Directions for this task :: Please return every line of the entries below that contains the word "post".

━━━━━ The input

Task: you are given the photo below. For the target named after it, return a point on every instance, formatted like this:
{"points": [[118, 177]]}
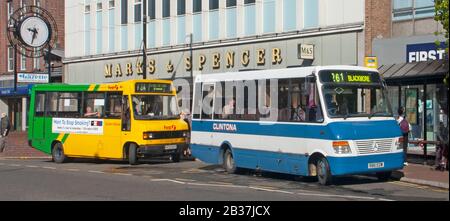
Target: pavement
{"points": [[416, 173]]}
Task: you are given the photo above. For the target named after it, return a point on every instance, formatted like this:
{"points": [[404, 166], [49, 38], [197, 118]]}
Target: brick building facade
{"points": [[15, 103], [401, 34]]}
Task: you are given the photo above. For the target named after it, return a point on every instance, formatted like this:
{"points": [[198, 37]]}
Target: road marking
{"points": [[217, 185], [337, 196], [95, 171], [168, 180], [383, 199], [72, 170], [270, 190], [123, 174], [220, 183], [184, 180]]}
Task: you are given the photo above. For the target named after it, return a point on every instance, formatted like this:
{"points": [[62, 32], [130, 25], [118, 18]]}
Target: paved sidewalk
{"points": [[17, 147], [422, 174]]}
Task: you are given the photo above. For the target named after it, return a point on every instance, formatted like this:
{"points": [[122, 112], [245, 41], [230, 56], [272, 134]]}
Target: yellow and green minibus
{"points": [[129, 120]]}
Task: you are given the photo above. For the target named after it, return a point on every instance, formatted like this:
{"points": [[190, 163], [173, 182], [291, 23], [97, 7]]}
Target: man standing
{"points": [[405, 127], [5, 126]]}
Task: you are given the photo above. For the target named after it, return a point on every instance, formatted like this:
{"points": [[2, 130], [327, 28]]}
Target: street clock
{"points": [[32, 30]]}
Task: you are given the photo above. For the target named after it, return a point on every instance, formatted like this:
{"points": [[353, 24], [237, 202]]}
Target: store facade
{"points": [[414, 69]]}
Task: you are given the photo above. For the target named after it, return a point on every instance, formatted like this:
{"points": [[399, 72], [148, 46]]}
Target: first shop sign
{"points": [[424, 52]]}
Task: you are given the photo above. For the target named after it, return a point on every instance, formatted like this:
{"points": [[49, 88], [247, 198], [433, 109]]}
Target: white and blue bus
{"points": [[309, 121]]}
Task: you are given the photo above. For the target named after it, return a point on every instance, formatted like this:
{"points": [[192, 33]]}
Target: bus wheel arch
{"points": [[130, 152], [226, 157], [57, 150], [318, 166]]}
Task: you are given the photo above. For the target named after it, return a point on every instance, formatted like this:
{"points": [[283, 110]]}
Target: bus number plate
{"points": [[376, 165], [170, 147]]}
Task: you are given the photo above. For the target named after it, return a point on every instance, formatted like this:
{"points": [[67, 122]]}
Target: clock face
{"points": [[34, 31]]}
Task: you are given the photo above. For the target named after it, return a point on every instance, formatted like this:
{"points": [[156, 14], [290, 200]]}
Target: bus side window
{"points": [[113, 107], [126, 114], [94, 105], [68, 104]]}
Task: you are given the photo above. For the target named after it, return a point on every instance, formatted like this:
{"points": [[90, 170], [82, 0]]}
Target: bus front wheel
{"points": [[323, 172], [132, 154], [228, 162], [58, 153], [384, 176]]}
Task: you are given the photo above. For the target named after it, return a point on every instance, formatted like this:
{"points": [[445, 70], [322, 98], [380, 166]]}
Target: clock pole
{"points": [[15, 69], [49, 64]]}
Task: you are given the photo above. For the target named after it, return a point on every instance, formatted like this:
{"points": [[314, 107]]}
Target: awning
{"points": [[414, 71], [22, 90]]}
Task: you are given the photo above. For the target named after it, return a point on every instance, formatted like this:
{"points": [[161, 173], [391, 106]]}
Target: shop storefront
{"points": [[416, 82], [17, 102], [294, 50]]}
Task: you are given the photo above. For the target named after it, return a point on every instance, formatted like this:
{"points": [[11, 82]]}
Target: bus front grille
{"points": [[374, 146], [168, 134]]}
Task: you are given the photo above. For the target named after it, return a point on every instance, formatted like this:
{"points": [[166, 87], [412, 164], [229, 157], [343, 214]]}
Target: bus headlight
{"points": [[399, 143], [341, 147], [148, 136]]}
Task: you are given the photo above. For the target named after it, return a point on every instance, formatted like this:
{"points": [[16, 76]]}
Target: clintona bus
{"points": [[309, 121], [129, 120]]}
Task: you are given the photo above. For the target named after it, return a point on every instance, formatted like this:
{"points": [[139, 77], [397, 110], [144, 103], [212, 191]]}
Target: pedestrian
{"points": [[405, 128], [442, 147], [5, 126]]}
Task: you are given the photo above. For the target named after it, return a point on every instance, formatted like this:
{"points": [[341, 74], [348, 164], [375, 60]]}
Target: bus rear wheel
{"points": [[58, 153], [323, 172], [175, 157], [228, 162], [384, 176], [132, 154]]}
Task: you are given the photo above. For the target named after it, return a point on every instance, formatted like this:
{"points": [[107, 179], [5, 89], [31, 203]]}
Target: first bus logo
{"points": [[225, 127], [96, 123]]}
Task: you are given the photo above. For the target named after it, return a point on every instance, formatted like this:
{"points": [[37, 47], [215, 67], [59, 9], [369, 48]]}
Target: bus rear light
{"points": [[341, 147], [147, 136], [399, 143]]}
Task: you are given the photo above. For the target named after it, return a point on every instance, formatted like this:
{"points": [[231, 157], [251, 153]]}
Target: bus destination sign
{"points": [[349, 77], [153, 88]]}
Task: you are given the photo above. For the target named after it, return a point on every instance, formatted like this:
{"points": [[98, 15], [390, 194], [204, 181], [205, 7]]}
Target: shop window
{"points": [[151, 9], [410, 9], [166, 9], [231, 3], [197, 6], [181, 7], [113, 107], [39, 105], [124, 12], [94, 105], [138, 11]]}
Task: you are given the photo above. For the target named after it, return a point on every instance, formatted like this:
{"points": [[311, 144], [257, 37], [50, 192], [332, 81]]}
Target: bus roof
{"points": [[275, 73]]}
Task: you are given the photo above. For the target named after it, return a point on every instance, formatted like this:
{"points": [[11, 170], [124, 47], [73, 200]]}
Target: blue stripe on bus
{"points": [[360, 164], [346, 130], [297, 164]]}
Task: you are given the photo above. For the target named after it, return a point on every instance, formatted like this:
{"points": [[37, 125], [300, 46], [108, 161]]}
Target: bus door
{"points": [[207, 109], [110, 144], [39, 119]]}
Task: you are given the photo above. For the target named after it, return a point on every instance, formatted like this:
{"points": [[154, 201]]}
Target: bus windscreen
{"points": [[349, 77], [153, 88]]}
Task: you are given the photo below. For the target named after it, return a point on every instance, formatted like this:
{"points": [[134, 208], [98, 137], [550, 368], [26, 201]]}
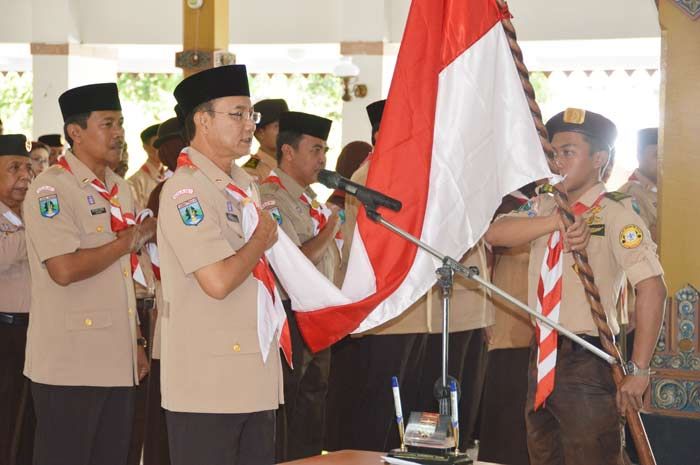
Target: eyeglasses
{"points": [[253, 116]]}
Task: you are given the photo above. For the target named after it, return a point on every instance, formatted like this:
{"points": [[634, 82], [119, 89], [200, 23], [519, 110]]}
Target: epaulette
{"points": [[545, 189], [252, 163], [617, 196]]}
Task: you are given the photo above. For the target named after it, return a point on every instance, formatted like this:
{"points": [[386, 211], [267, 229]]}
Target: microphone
{"points": [[369, 197]]}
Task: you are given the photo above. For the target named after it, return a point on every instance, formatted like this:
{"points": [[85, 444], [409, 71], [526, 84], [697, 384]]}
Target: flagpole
{"points": [[473, 274], [583, 268]]}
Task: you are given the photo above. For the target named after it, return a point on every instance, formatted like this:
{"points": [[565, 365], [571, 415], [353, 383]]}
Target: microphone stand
{"points": [[446, 272]]}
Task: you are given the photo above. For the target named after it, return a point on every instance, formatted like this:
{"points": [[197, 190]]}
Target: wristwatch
{"points": [[631, 369]]}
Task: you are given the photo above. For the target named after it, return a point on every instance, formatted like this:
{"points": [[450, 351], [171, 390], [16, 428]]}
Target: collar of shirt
{"points": [[6, 214], [155, 172], [84, 176], [293, 187], [644, 181], [591, 195], [215, 175], [266, 158]]}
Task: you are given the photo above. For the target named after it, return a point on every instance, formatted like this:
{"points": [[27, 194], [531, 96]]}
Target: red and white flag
{"points": [[457, 136]]}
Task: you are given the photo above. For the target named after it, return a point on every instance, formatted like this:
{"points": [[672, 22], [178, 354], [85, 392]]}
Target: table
{"points": [[350, 457]]}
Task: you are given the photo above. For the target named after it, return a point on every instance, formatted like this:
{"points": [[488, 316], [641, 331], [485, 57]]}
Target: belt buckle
{"points": [[148, 303]]}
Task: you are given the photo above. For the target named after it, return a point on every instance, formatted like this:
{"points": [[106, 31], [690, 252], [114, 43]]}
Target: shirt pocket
{"points": [[222, 343], [87, 321], [96, 231]]}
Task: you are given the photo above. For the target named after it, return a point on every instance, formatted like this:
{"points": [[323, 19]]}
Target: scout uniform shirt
{"points": [[143, 182], [210, 351], [293, 217], [512, 328], [645, 193], [620, 248], [15, 281], [260, 165], [469, 308], [83, 334]]}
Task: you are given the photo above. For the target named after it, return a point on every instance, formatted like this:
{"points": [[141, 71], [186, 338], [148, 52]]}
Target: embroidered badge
{"points": [[182, 192], [48, 206], [597, 229], [191, 212], [275, 212], [635, 207], [631, 236], [45, 189]]}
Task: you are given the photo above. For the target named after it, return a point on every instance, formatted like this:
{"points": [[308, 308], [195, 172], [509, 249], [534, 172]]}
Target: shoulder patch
{"points": [[252, 163], [191, 212], [617, 196], [635, 207], [276, 215], [45, 189], [631, 236], [545, 189], [48, 206], [182, 192]]}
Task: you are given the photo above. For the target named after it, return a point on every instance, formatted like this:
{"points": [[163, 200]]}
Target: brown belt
{"points": [[17, 319], [594, 340], [145, 304]]}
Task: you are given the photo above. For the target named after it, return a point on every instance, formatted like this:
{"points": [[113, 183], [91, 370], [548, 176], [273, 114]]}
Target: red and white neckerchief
{"points": [[13, 218], [549, 295], [119, 220], [159, 176], [272, 320], [318, 212], [151, 250], [521, 198]]}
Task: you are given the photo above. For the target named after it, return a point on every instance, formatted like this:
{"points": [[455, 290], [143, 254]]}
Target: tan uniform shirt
{"points": [[512, 328], [15, 281], [83, 334], [260, 165], [294, 218], [210, 352], [469, 309], [470, 306], [620, 248], [645, 193], [352, 207], [143, 182]]}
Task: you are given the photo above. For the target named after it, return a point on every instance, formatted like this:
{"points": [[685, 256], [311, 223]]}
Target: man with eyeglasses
{"points": [[313, 227], [221, 380]]}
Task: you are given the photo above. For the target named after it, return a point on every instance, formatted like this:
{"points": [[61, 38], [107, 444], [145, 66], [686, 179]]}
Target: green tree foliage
{"points": [[16, 102]]}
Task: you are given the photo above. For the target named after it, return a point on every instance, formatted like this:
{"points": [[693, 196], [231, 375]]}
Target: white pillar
{"points": [[60, 62], [364, 32], [59, 67]]}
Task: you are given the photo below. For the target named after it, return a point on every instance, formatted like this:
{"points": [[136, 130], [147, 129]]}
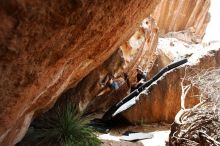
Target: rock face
{"points": [[190, 15], [48, 46], [162, 101]]}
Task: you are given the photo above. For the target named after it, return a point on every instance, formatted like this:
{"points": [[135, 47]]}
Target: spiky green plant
{"points": [[61, 127]]}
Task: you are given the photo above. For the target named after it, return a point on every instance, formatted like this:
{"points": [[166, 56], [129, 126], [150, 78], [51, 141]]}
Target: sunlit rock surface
{"points": [[49, 46], [189, 15]]}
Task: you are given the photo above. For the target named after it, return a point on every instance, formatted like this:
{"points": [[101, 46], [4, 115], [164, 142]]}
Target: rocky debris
{"points": [[49, 46], [191, 16], [162, 101]]}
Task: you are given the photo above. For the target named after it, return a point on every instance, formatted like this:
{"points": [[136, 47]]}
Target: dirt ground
{"points": [[120, 143], [139, 128]]}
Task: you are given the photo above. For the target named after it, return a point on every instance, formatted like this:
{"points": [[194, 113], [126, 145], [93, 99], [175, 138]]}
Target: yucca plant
{"points": [[61, 126]]}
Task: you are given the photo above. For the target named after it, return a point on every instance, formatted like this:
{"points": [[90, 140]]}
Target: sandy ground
{"points": [[160, 135]]}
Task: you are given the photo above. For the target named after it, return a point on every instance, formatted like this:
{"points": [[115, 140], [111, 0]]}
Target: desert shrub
{"points": [[62, 126]]}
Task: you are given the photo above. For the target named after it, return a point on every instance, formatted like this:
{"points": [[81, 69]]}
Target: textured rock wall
{"points": [[173, 15], [48, 46], [163, 99], [139, 50]]}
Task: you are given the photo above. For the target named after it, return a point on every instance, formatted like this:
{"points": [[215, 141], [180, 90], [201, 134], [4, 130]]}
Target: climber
{"points": [[141, 75], [141, 78], [112, 83]]}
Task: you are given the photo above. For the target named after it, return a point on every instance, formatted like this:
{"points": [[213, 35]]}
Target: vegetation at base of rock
{"points": [[200, 125], [61, 126]]}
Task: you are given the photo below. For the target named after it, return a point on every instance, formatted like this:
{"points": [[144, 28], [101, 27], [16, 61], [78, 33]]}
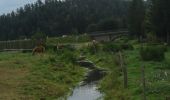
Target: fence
{"points": [[17, 45]]}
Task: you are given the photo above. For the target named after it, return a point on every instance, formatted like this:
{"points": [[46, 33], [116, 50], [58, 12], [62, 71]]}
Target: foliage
{"points": [[160, 17], [153, 52], [115, 47], [60, 17], [39, 38], [136, 17]]}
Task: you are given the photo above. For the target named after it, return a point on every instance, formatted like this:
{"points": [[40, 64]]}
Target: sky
{"points": [[7, 6]]}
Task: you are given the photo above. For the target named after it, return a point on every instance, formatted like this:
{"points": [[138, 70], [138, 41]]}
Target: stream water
{"points": [[87, 90]]}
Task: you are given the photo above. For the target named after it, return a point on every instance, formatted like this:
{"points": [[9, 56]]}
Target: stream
{"points": [[87, 89]]}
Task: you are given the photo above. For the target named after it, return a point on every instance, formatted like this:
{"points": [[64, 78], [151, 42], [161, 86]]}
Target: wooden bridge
{"points": [[107, 35]]}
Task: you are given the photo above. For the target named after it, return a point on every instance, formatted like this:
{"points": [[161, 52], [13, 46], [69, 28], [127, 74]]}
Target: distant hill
{"points": [[56, 17]]}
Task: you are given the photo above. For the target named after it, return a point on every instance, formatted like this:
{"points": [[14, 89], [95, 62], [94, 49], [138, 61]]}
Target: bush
{"points": [[69, 56], [153, 53], [115, 47]]}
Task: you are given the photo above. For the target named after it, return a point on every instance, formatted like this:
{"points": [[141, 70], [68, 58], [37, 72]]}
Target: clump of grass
{"points": [[154, 52]]}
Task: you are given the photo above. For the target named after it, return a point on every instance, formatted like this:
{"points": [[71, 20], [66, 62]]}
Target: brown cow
{"points": [[38, 49]]}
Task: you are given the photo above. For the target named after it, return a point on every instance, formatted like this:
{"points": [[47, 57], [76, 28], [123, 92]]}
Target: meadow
{"points": [[54, 74]]}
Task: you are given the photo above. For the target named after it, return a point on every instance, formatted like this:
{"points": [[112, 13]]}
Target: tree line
{"points": [[150, 18], [58, 17]]}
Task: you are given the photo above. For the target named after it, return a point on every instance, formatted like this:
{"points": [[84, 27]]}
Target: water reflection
{"points": [[87, 90]]}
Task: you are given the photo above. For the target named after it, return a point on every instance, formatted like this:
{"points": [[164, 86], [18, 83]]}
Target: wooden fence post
{"points": [[143, 82], [124, 69]]}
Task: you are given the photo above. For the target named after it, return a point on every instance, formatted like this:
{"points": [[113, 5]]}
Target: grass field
{"points": [[53, 74], [23, 76]]}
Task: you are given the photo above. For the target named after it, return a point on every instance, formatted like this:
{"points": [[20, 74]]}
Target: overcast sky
{"points": [[7, 6]]}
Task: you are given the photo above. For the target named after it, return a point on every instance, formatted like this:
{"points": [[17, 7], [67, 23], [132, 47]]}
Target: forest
{"points": [[55, 18], [69, 62]]}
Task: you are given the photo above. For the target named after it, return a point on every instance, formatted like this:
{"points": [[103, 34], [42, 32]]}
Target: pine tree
{"points": [[136, 18]]}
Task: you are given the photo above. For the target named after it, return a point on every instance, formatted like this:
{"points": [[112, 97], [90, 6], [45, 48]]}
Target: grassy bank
{"points": [[157, 74], [47, 76]]}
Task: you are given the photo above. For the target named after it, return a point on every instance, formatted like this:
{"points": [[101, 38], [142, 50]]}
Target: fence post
{"points": [[143, 82], [124, 69]]}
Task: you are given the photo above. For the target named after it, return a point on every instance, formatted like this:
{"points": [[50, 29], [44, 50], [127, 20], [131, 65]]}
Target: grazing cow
{"points": [[38, 50]]}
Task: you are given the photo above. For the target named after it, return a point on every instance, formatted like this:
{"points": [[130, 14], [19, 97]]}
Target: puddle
{"points": [[87, 90]]}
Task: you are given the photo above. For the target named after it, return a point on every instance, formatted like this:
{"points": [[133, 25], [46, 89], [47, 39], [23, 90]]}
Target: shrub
{"points": [[153, 53], [115, 47], [91, 48], [69, 56]]}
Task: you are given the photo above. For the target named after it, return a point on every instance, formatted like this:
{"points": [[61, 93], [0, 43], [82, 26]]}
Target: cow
{"points": [[38, 50]]}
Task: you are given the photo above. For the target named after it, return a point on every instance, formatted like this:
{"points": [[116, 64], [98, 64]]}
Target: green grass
{"points": [[157, 83], [35, 77]]}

━━━━━━━━━━

Answer to this problem ::
Target: wooden fence post
Target: fence post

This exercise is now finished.